— Start —

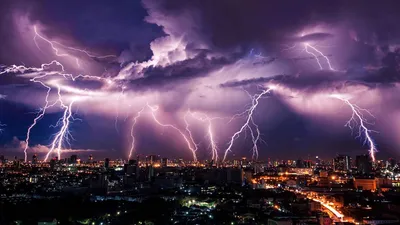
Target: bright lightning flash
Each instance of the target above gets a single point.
(306, 48)
(132, 135)
(191, 145)
(57, 50)
(358, 119)
(249, 120)
(204, 118)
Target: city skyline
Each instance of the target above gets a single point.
(162, 78)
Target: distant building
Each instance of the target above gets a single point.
(106, 163)
(151, 159)
(34, 159)
(342, 163)
(73, 159)
(164, 162)
(368, 184)
(90, 159)
(364, 164)
(280, 221)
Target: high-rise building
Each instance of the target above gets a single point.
(164, 162)
(300, 163)
(364, 164)
(73, 159)
(151, 159)
(34, 159)
(106, 163)
(317, 160)
(342, 163)
(90, 159)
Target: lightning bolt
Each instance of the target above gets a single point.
(306, 46)
(314, 52)
(204, 118)
(358, 119)
(43, 72)
(57, 51)
(191, 145)
(64, 122)
(249, 118)
(1, 129)
(132, 135)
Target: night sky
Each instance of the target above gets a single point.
(193, 65)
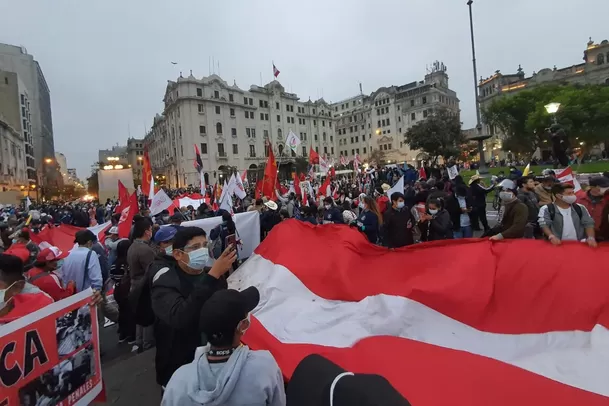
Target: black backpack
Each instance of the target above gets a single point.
(552, 210)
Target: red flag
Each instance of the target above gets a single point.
(270, 175)
(442, 315)
(422, 174)
(297, 190)
(146, 174)
(127, 213)
(313, 156)
(123, 197)
(258, 190)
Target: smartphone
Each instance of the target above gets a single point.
(231, 239)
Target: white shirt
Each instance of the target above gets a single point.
(568, 229)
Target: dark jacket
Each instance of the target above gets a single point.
(177, 299)
(514, 220)
(368, 223)
(397, 227)
(454, 210)
(440, 227)
(333, 215)
(478, 194)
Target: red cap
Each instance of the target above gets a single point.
(19, 251)
(51, 254)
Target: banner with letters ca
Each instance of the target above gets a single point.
(51, 356)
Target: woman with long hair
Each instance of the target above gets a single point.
(369, 220)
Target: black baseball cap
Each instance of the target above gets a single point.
(222, 312)
(311, 383)
(599, 181)
(84, 236)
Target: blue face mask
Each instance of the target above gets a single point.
(197, 259)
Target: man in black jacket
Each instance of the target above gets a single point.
(398, 223)
(180, 287)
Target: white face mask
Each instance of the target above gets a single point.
(569, 199)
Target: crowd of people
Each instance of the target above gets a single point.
(169, 278)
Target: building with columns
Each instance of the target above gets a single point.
(593, 70)
(231, 126)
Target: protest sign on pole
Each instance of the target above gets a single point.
(55, 348)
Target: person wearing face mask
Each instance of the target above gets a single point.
(398, 223)
(332, 214)
(514, 213)
(18, 298)
(566, 220)
(44, 277)
(543, 190)
(369, 219)
(595, 199)
(179, 289)
(439, 224)
(139, 257)
(228, 372)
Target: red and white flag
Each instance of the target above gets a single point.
(484, 323)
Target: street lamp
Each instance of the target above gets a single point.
(552, 108)
(480, 137)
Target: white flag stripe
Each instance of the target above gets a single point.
(294, 315)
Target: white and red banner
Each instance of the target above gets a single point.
(51, 356)
(458, 322)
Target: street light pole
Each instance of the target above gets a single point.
(483, 170)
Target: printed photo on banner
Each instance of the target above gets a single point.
(51, 356)
(65, 383)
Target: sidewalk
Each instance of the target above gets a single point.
(132, 381)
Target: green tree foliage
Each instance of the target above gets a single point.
(438, 135)
(522, 117)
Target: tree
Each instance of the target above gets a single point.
(522, 117)
(377, 156)
(438, 135)
(93, 184)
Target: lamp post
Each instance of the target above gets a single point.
(480, 137)
(552, 109)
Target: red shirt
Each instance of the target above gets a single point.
(49, 284)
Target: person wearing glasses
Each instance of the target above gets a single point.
(179, 289)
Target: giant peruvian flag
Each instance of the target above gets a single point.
(457, 322)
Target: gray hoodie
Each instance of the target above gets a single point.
(247, 378)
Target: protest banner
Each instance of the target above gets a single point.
(51, 356)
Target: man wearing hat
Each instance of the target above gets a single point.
(44, 277)
(229, 373)
(82, 264)
(594, 199)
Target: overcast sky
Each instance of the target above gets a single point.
(107, 62)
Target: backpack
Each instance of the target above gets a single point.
(552, 210)
(215, 247)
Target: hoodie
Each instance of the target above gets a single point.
(246, 378)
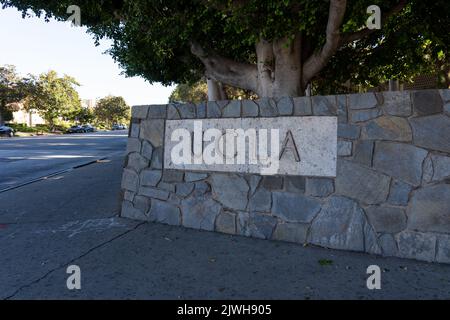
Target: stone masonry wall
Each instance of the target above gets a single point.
(391, 195)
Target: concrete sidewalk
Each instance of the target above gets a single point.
(72, 219)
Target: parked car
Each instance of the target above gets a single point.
(76, 129)
(88, 128)
(6, 131)
(119, 127)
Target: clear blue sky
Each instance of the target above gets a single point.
(34, 46)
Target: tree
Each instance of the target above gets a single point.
(272, 48)
(13, 89)
(112, 110)
(54, 97)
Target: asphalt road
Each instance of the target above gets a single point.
(25, 159)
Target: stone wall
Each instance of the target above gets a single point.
(391, 195)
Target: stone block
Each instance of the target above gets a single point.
(291, 232)
(429, 209)
(293, 207)
(416, 245)
(360, 183)
(402, 161)
(388, 128)
(200, 212)
(432, 132)
(319, 187)
(386, 219)
(399, 193)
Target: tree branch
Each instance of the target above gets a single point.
(218, 68)
(318, 60)
(357, 35)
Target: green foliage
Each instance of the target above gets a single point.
(151, 38)
(112, 110)
(54, 97)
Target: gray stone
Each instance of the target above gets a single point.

— End —

§ **GIVEN INSTRUCTION**: Give back all entries exactly. No pictures belong in the copy.

§ **COMPLETED EXERCISE**:
Target: bright lightning flash
Each instance of the target above gets a single point.
(306, 48)
(132, 135)
(191, 145)
(57, 50)
(358, 119)
(249, 120)
(204, 118)
Target: city skyline
Each instance of the target above gets a single point.
(162, 78)
Target: distant building
Each instance of the target above gets a single point.
(106, 163)
(151, 159)
(34, 159)
(342, 163)
(73, 159)
(164, 162)
(368, 184)
(90, 159)
(364, 164)
(280, 221)
Target: high-rise building
Each instance of the target above gets a single point.
(164, 162)
(300, 163)
(364, 164)
(73, 159)
(151, 159)
(34, 159)
(106, 163)
(317, 160)
(342, 163)
(90, 159)
Target: lightning bolt
Each instance of the target above gets a single point.
(306, 46)
(314, 52)
(204, 118)
(358, 119)
(43, 72)
(57, 51)
(191, 145)
(64, 122)
(249, 118)
(1, 129)
(132, 135)
Target: night sky
Each instance of the target above gets a single point.
(193, 65)
Target: black backpack
Each instance of the target above gets a single point.
(552, 210)
Target: red flag
Each instance of the target above gets a single point.
(270, 175)
(442, 315)
(422, 174)
(297, 190)
(146, 174)
(127, 213)
(313, 156)
(123, 197)
(258, 190)
Target: smartphone
Each instance of the target above gets a single point.
(231, 239)
Target: white shirt
Each instance of the target above gets a single point.
(568, 229)
Target: dark jacket
Each instance of the target above gets a single point.
(177, 299)
(514, 220)
(368, 223)
(397, 227)
(454, 210)
(440, 227)
(333, 215)
(478, 194)
Target: red cap
Each instance of the target above gets a single point.
(19, 251)
(51, 254)
Target: banner with letters ca
Each instance of the target above gets a single point.
(51, 356)
Target: woman with long hair
Each instance of the target above gets a single point.
(369, 220)
Target: black baseball cap
Each instance of the target above gets a single point.
(222, 312)
(311, 383)
(599, 181)
(84, 236)
Target: blue face mask
Each instance of the target above gets a single point.
(197, 259)
Target: man in black jacket
Each instance of the target above gets a single point.
(398, 223)
(180, 287)
Target: white face mask
Each instance of the target above gets a single point.
(569, 199)
Target: crowd of people
Each instance of the target above gets a single point.
(169, 278)
Target: building with columns
Each instance of the target above gets a single point.
(593, 70)
(231, 126)
Target: protest sign on pole
Each instance of the target above gets a single point.
(55, 348)
Target: person wearing face mask
Each instance of the target above gets a single point.
(398, 223)
(332, 214)
(514, 213)
(18, 298)
(566, 220)
(44, 277)
(543, 190)
(369, 219)
(595, 199)
(179, 289)
(439, 224)
(139, 257)
(228, 372)
Target: red and white flag
Each instance of the target above gets a single point.
(484, 323)
Target: street lamp
Each instance of the target above gets a single point.
(552, 108)
(480, 137)
Target: white flag stripe
Each instance of the target above gets a single point.
(294, 315)
Target: white and red banner
Each instance of the target above gets a single point.
(51, 356)
(458, 322)
Target: street light pole
Each instance of the target above gets a single point.
(483, 170)
Target: printed photo on banner
Each instance of the target above gets a single point.
(51, 356)
(65, 383)
Target: sidewalk
Each instance of the target above gets a single point.
(132, 381)
Target: green tree foliage
Each instance of the target above gets a single point.
(438, 135)
(522, 117)
Target: tree
Each instance of the target above gets a single point.
(522, 117)
(377, 156)
(438, 135)
(93, 184)
Target: lamp post
Each instance of the target above gets a single point.
(480, 137)
(552, 109)
Target: red shirt
Each instance of the target above gets a single point.
(49, 284)
Target: person wearing glasses
Each instance of the target above gets a single point.
(179, 289)
Target: giant peruvian flag
Each instance of the target above gets a single point.
(457, 322)
Target: gray hoodie
Each instance of the target above gets a single point.
(247, 378)
Target: protest banner
Each instance of the target above gets a single point.
(51, 356)
Target: man wearing hat
Each instance of the target above gets a single point.
(44, 277)
(229, 373)
(82, 264)
(594, 199)
Target: overcast sky
Each instance of the target above gets a single point.
(107, 62)
Target: backpack
Each instance of the target above gets a single point.
(552, 210)
(215, 247)
Target: hoodie
Each instance of the target above gets a single point.
(246, 378)
Target: stone masonry wall
Each instance of the target above gets a single point.
(391, 195)
Target: concrete sidewalk
Each instance of the target above gets a single point.
(72, 219)
Target: parked car
Each instance of the target above gets a single point.
(76, 129)
(88, 128)
(6, 131)
(119, 127)
Target: clear blue sky
Each instance of the target above gets a single point.
(34, 46)
Target: tree
Each instance of the target above gets a single point.
(272, 48)
(13, 89)
(112, 110)
(54, 97)
Target: asphalt road
Each instance of the target above gets a single point.
(25, 159)
Target: stone wall
Each instance of the target above gets a single point.
(391, 195)
Target: stone block
Each instance of the target above gets a single point.
(291, 232)
(429, 209)
(293, 207)
(416, 245)
(360, 183)
(402, 161)
(388, 128)
(200, 212)
(432, 132)
(319, 187)
(386, 219)
(399, 193)
Target: tree branch
Each instance of the target above gets a single point.
(218, 68)
(318, 60)
(357, 35)
Target: green foliage
Each instance of the target above gets a single point.
(151, 38)
(112, 110)
(54, 97)
Target: gray stone
Each instance of the target above gets a single point.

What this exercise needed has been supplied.